■ 수행할 작업 ■
기록의 첫 줄부터 "xmin=321 ymin=454 xmax=470 ymax=566"가 들어 있는 줄까지(그 줄 포함)만 요청 문구를 빼지 말고 모두 다시 적되, 답에 있는 좌표 값에는 0.75를 곱하고 반올림하여(0.5는 올림) 정수로 바꾸세요. 그림은 답에 넣지 마세요.
:: 작업 데이터 ::
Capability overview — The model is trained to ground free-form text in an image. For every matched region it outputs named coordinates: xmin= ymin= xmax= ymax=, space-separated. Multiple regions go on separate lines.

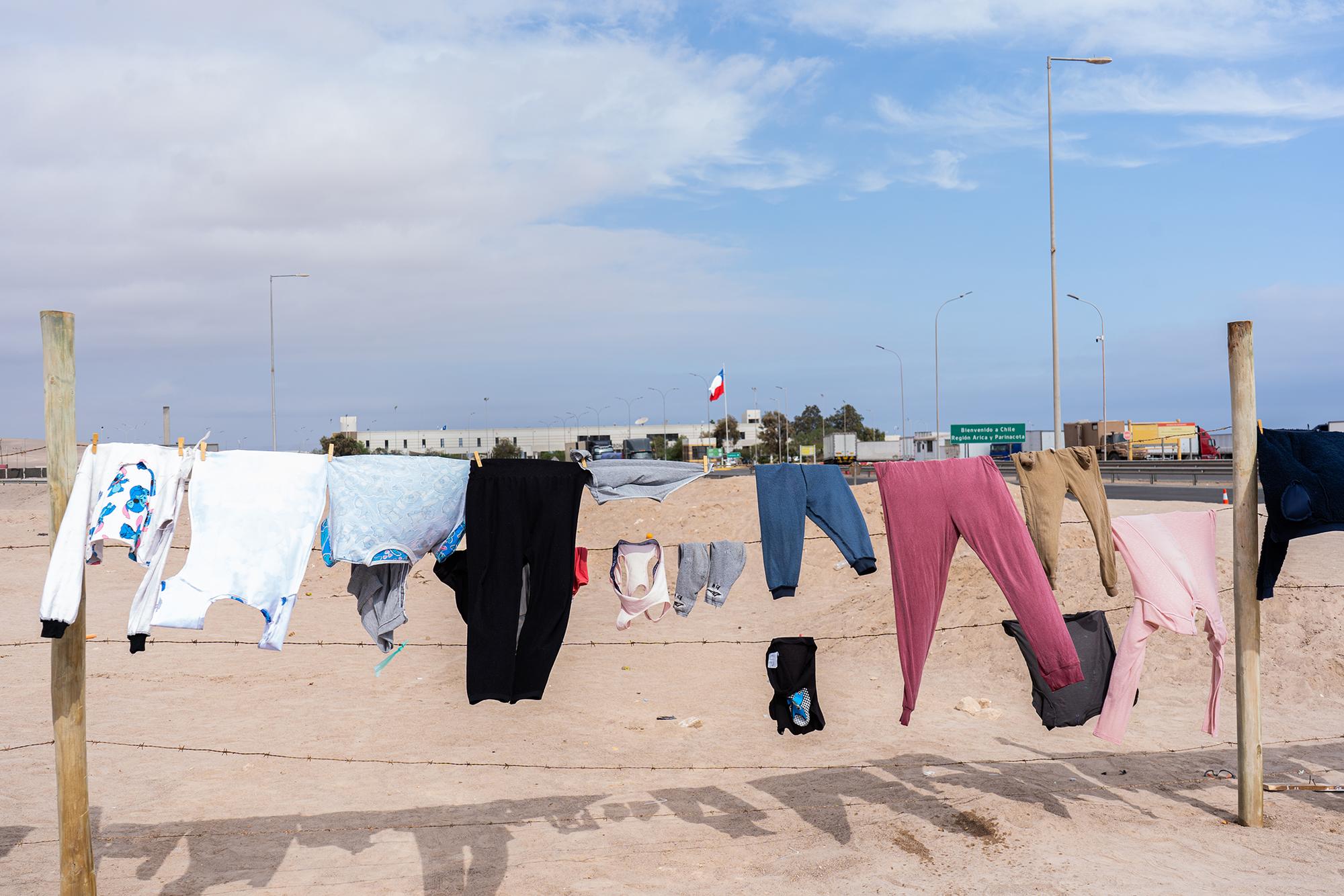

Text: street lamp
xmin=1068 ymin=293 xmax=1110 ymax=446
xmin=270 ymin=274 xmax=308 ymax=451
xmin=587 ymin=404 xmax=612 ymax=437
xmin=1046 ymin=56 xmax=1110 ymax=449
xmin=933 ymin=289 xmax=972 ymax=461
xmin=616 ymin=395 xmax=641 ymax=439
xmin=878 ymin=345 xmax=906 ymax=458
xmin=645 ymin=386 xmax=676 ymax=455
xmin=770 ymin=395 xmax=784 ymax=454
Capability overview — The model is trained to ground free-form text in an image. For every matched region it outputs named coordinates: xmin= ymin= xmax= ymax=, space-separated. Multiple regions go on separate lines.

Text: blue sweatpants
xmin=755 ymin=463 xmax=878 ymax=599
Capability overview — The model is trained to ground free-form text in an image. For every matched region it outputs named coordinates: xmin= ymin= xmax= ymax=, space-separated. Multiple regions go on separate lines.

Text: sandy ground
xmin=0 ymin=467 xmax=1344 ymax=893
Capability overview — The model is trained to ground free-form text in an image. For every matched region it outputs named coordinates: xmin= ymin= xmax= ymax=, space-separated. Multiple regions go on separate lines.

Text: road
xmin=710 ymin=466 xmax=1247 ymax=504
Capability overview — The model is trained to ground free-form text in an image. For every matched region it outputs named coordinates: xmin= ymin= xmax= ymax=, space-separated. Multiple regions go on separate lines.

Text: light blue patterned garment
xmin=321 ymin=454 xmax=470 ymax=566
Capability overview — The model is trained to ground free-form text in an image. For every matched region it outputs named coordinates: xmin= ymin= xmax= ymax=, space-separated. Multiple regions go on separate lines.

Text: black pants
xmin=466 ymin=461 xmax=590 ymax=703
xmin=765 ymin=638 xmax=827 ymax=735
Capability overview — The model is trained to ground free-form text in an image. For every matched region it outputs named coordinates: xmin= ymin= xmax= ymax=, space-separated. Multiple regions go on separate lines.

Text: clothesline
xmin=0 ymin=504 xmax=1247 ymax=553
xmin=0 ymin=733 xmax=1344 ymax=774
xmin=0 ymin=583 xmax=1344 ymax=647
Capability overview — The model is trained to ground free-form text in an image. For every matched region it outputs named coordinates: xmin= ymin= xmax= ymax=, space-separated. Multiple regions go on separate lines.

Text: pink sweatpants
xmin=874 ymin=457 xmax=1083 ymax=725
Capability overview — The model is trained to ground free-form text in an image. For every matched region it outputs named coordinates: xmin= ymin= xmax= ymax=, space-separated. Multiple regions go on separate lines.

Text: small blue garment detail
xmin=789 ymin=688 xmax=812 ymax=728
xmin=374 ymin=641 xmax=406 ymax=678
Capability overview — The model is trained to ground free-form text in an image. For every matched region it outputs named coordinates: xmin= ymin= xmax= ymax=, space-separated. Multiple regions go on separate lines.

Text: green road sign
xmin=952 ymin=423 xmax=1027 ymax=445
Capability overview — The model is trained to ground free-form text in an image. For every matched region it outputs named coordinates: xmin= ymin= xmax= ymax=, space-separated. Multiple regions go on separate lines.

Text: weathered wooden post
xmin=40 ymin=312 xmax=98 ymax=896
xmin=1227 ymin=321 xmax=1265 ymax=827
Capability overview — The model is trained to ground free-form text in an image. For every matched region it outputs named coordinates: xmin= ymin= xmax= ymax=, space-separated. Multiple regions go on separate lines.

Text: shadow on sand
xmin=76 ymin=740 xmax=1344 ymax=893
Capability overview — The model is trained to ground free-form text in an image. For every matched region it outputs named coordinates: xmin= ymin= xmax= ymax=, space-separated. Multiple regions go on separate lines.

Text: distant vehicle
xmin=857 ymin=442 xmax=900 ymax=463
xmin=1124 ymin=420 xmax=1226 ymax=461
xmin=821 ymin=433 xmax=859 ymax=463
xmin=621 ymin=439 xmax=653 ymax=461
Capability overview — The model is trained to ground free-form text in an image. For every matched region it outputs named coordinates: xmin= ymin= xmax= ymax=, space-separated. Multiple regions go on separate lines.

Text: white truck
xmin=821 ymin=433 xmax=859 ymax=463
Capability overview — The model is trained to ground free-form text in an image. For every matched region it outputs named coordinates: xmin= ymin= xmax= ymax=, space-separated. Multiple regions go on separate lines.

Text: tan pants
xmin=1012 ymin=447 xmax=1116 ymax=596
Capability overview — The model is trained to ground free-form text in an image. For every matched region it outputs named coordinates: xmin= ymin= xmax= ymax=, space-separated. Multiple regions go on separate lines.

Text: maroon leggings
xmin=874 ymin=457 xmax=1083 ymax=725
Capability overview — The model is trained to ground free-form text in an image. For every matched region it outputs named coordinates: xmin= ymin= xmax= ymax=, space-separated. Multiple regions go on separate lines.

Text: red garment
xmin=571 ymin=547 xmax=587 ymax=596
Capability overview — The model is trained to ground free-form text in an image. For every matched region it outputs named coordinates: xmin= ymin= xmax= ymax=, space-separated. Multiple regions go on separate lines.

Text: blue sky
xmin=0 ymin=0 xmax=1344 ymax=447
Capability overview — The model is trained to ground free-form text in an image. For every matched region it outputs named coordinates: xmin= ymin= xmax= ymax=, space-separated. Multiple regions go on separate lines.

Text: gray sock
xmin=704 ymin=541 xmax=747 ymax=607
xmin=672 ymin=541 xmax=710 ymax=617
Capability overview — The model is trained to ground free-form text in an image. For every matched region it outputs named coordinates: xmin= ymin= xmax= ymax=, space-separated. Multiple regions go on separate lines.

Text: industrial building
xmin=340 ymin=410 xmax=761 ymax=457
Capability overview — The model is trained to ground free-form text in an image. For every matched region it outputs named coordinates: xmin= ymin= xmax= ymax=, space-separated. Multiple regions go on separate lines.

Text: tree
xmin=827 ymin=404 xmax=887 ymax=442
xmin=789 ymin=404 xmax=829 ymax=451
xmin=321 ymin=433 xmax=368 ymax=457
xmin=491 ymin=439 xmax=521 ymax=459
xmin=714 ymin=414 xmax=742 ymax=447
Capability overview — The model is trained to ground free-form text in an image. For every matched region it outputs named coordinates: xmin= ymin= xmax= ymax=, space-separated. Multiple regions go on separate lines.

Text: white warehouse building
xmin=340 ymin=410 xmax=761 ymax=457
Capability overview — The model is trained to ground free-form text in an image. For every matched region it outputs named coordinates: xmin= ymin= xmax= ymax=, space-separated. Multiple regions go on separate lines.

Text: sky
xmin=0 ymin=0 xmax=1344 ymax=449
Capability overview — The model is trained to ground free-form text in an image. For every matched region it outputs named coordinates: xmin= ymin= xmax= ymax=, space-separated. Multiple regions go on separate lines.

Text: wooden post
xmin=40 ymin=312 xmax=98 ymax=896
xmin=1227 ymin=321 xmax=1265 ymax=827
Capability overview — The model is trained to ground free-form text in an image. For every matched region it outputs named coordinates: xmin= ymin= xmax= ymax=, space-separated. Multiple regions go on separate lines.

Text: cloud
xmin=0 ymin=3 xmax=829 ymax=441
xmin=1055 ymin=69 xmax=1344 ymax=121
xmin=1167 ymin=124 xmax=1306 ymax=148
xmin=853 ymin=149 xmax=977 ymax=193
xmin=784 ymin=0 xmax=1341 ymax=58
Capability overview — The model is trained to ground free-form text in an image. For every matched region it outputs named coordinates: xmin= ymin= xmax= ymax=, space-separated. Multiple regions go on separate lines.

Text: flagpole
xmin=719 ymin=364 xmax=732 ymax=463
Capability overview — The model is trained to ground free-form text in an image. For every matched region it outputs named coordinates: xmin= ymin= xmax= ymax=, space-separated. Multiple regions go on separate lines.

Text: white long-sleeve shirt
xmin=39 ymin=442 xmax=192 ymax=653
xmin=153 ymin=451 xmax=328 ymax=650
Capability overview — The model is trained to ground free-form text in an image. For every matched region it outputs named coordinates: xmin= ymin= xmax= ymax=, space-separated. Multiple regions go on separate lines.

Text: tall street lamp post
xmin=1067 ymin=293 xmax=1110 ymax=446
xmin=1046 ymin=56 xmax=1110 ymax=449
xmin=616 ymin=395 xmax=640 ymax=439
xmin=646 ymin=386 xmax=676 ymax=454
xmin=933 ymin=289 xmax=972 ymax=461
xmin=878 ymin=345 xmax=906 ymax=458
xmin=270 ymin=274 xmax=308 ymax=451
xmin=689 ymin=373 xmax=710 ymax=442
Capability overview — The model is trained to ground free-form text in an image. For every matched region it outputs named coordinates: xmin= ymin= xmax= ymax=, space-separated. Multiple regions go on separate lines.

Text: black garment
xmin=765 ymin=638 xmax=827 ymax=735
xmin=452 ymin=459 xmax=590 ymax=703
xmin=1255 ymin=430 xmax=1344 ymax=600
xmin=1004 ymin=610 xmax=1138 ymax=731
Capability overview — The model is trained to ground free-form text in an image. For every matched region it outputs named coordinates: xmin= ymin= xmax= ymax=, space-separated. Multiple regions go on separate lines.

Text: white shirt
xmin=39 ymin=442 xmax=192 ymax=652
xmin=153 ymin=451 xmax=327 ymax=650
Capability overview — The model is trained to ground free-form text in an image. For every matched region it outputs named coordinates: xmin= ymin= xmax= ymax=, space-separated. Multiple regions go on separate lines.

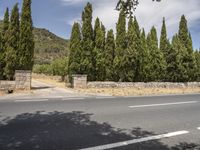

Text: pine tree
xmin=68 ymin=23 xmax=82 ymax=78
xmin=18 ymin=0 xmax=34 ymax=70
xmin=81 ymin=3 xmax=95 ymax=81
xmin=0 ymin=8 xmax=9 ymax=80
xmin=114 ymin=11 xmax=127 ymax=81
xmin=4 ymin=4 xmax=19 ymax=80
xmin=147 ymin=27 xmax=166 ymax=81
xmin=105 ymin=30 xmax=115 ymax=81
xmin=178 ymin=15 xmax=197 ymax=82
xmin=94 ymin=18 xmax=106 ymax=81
:::
■ 아래 답변 ■
Capability overview — The model is trained to ground free-form text in an image. For every matched region it outputs named coordinates: xmin= ymin= xmax= ymax=, space-separated. Multiple regions go on separate lines.


Text: street lamp
xmin=801 ymin=220 xmax=833 ymax=335
xmin=203 ymin=206 xmax=231 ymax=338
xmin=440 ymin=303 xmax=459 ymax=328
xmin=785 ymin=42 xmax=833 ymax=337
xmin=700 ymin=217 xmax=729 ymax=346
xmin=462 ymin=296 xmax=481 ymax=329
xmin=659 ymin=259 xmax=680 ymax=344
xmin=484 ymin=290 xmax=507 ymax=341
xmin=578 ymin=296 xmax=588 ymax=341
Capability overview — The model is trained to ground free-form text in an image. For every matched region it outputs named coordinates: xmin= ymin= xmax= ymax=, space-separated. Multiple regions go on separate lines.

Text: blue sweatpants
xmin=566 ymin=347 xmax=659 ymax=449
Capability overview — The model is trained to ground free-form text in an image. For every matched region it outputs named coordinates: xmin= ymin= xmax= ymax=, space-separated. Multiple regions go on separate lines.

Text: sandy ground
xmin=0 ymin=350 xmax=1008 ymax=670
Capability overview — The model is trained to ground free-form text in an image. For every matched region it outputs named coordinates: xmin= ymin= xmax= ymax=, space-separated. Multiple regions go on separate lines.

Text: road
xmin=533 ymin=350 xmax=935 ymax=378
Capability overview — The model is trained to ground free-form text in an image. For every matched region it outputs named coordinates: xmin= ymin= xmax= ymax=, space-separated. Multiple regions go on separate lines.

Text: light blue patterned garment
xmin=241 ymin=341 xmax=353 ymax=425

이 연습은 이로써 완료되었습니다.